* Start Excerpt provided *

It's the criminal economy, stupid!

Well, I don’t know how your peer group is, but I know a lot of people making a lot less than $200K who all agree they’d like to work less and get paid less. The union most of my co-workers are members of tried to negotiate additional unpaid vacation days in the last round of bargaining. Maybe I’m underestimating how well off a person needs to be in the US to feel secure, or maybe the US culture is just actually that sick.

Your idea of a global tax rate is transparently stupid. It costs different amounts of money to live in different places. Plenty of people live on less than $1000 a year if you look at currency, but where I live that wouldn’t allow me to buy enough oats to consume the number of calories I take in a year. If wealth were more evenly distributed then these differences in currencies would even themselves out. There are tons of people living in North America who can’t afford enough food to eat who “have far more money” than lots of people living in other places who do have enough to eat.

We ought to think globally, but there is a lot of work to be done to get from here to there.

But to the point, yes, I would advocate a 75% marginal tax rate on my income bracket. Not next year - sudden big changes cause big problems - but gradually over time. Go make a scatter plot of tax home pay vs. average tax rate in developed nations. What’s the correlation?

* End Excerpt provided *
* Start Data section *

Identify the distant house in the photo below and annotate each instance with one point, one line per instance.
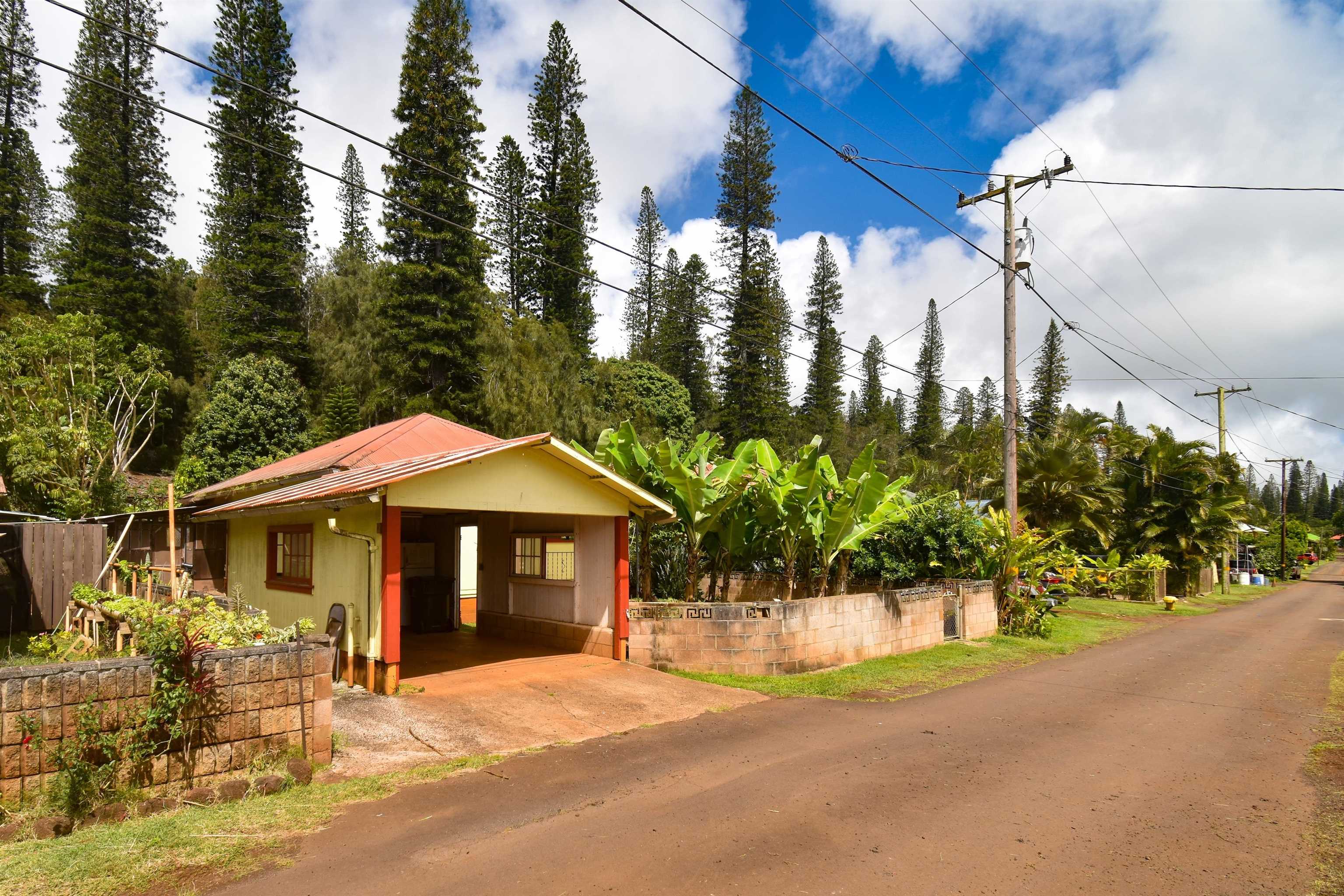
(375, 520)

* End Data section *

▶ **Short task 1**
In the post about the criminal economy, what did the writer's co-workers' union try to get in its last round of bargaining?
▶ **Short task 2**
Please quote the post word for word, everything from "Your idea of" down to "here to there.".

▶ **Exercise solution 1**
Additional unpaid vacation days.

▶ **Exercise solution 2**
Your idea of a global tax rate is transparently stupid. It costs different amounts of money to live in different places. Plenty of people live on less than $1000 a year if you look at currency, but where I live that wouldn’t allow me to buy enough oats to consume the number of calories I take in a year. If wealth were more evenly distributed then these differences in currencies would even themselves out. There are tons of people living in North America who can’t afford enough food to eat who “have far more money” than lots of people living in other places who do have enough to eat.

We ought to think globally, but there is a lot of work to be done to get from here to there.